» **Dataset entries**:
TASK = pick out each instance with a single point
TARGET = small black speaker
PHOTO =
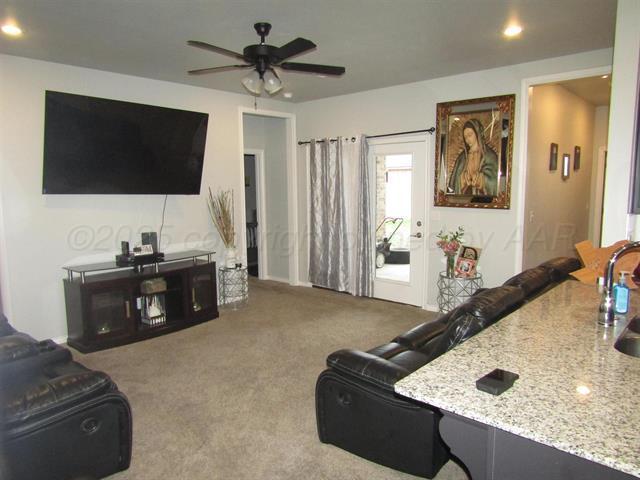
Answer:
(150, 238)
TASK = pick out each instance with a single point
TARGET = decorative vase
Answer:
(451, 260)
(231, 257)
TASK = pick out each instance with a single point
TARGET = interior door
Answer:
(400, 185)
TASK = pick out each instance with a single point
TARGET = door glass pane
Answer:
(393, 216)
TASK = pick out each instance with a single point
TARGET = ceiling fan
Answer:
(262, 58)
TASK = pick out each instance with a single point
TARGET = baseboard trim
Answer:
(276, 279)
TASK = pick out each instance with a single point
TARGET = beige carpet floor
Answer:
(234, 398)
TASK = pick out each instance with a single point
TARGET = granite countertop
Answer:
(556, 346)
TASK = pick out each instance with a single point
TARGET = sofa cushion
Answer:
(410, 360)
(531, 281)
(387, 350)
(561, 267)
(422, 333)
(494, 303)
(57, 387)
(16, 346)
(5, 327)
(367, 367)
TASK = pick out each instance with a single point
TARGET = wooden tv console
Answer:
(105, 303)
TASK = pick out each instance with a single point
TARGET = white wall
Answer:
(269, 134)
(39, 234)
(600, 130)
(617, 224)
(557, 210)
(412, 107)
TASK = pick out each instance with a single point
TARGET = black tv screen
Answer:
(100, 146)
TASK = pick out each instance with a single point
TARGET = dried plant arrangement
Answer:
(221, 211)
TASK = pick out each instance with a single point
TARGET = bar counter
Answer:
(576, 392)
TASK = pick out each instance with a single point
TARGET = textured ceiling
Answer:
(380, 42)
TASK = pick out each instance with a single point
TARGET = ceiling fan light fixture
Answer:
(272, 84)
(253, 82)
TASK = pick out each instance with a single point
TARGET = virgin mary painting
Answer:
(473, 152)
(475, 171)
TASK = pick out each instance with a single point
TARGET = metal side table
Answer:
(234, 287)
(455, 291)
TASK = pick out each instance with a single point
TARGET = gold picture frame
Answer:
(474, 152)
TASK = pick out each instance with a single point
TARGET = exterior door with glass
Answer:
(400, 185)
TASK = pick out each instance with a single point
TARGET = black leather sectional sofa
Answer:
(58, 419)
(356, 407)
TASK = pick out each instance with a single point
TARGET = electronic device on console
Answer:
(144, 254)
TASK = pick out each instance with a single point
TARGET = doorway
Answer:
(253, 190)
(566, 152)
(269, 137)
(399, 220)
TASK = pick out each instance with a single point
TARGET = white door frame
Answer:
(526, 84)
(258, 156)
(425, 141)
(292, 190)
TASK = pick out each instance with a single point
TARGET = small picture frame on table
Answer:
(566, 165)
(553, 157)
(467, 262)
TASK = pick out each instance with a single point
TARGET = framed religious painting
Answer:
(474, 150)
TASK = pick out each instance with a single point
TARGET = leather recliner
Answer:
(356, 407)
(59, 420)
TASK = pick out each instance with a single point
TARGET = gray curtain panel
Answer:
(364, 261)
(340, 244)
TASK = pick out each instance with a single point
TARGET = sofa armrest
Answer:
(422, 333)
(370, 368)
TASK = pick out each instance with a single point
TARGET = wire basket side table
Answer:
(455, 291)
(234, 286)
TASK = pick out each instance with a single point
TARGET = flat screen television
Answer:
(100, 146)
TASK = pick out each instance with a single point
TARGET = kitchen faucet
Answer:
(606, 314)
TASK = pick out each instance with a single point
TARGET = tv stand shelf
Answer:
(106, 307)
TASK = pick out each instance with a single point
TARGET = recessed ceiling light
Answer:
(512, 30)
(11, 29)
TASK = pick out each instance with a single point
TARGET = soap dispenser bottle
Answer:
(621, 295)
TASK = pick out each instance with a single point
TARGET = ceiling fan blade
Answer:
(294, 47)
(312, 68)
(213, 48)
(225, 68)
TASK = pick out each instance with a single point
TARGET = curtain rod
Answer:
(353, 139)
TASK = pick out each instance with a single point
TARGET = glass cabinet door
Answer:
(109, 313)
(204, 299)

» **Task details**: The result should be an exact repetition of all the records. Drop the pictures.

» **Solution for this problem**:
TASK = pick out each instance with a single point
TARGET = small black speaker
PHOTO =
Answer:
(150, 238)
TASK = pick out each instance with a single point
TARGET = decorative vase
Answer:
(451, 260)
(231, 257)
TASK = pick out each instance with a single point
TARGET = interior door
Answer:
(400, 185)
TASK = pick out each instance with a single point
TARGET = door glass pane
Answer:
(393, 216)
TASK = pick out each instance with a single point
TARGET = ceiling fan
Answer:
(262, 58)
TASK = pick out each instance with a single point
TARGET = baseboard trim
Answer:
(276, 279)
TASK = pick out each instance with a single point
TARGET = beige carpet floor
Answer:
(234, 398)
TASK = pick out each instance with a single point
TARGET = granite countertop
Answer:
(556, 346)
TASK = pick out each instance with a single point
TARGET = sofa cushion
Answer:
(410, 360)
(531, 281)
(387, 350)
(561, 267)
(422, 333)
(494, 303)
(57, 387)
(16, 346)
(5, 327)
(367, 367)
TASK = pick out each instance with a single point
TARGET = wooden tv console
Answer:
(105, 303)
TASK = pick out each instance with a single point
TARGET = white wall
Answer:
(269, 134)
(39, 234)
(600, 130)
(617, 224)
(557, 210)
(412, 107)
TASK = pick out each instance with a single point
TARGET = black tv screen
Answer:
(100, 146)
TASK = pick out each instance with a single point
TARGET = dried plant arrangement
Answer:
(221, 211)
TASK = pick out each instance with a single point
TARGET = bar counter
Answer:
(576, 392)
TASK = pick out each instance with a single point
TARGET = textured ceiling
Answer:
(380, 42)
TASK = pick out each instance with a single point
TARGET = ceiling fan light fixture
Answer:
(272, 84)
(253, 82)
TASK = pick out each instance with a single point
TARGET = virgin mary painting
Answer:
(473, 152)
(475, 171)
TASK = pick out each instance with a single point
TARGET = metal side table
Answer:
(234, 287)
(455, 291)
TASK = pick out each instance with a single point
TARGET = gold picture frame
Answer:
(474, 152)
TASK = pick out each instance with a single point
TARGET = exterior door with glass
Answer:
(400, 185)
TASK = pick out each instance with a single point
TARGET = black leather sectional sofa
Answer:
(58, 419)
(356, 407)
TASK = pick out each instance with a single point
TARGET = electronic device on console
Answer:
(144, 254)
TASK = pick out each instance with a single point
TARGET = doorway
Answer:
(253, 190)
(566, 152)
(269, 137)
(399, 220)
TASK = pick out each instance with a single point
TARGET = white door frame
Answer:
(526, 84)
(258, 156)
(425, 141)
(292, 190)
TASK = pick out each instance with a single point
TARGET = small picture frame on table
Answer:
(566, 165)
(553, 157)
(467, 262)
TASK = pick out each instance with a single point
TARGET = framed religious painting
Answer:
(474, 150)
TASK = pick out each instance with a single point
TARGET = leather recliner
Answer:
(356, 407)
(59, 420)
TASK = pick out each instance with a single point
TARGET = gray curtain panel
Answer:
(364, 261)
(340, 244)
TASK = pick out each instance with a single point
TARGET = sofa armrest
Answer:
(422, 333)
(370, 368)
TASK = pick out each instance with a single point
TARGET = wire basket side table
Answer:
(455, 291)
(234, 286)
TASK = pick out each instance with a single point
TARGET = flat screen television
Answer:
(100, 146)
TASK = pick out each instance with a single point
TARGET = kitchen faucet
Answer:
(606, 314)
TASK = pick out each instance with a single point
TARGET = tv stand shelf
Answer:
(106, 307)
TASK = pick out each instance with a single point
TARGET = recessed ceiling light
Answer:
(512, 30)
(11, 29)
TASK = pick out each instance with a single point
TARGET = soap dispenser bottle
Answer:
(621, 295)
TASK = pick out each instance with a single point
TARGET = ceiling fan blade
Answer:
(294, 47)
(312, 68)
(213, 48)
(225, 68)
TASK = pick out each instance with a single point
TARGET = curtain rod
Answer:
(353, 139)
TASK = pick out each instance with a single point
TARGET = glass cabinet door
Answer:
(109, 313)
(204, 299)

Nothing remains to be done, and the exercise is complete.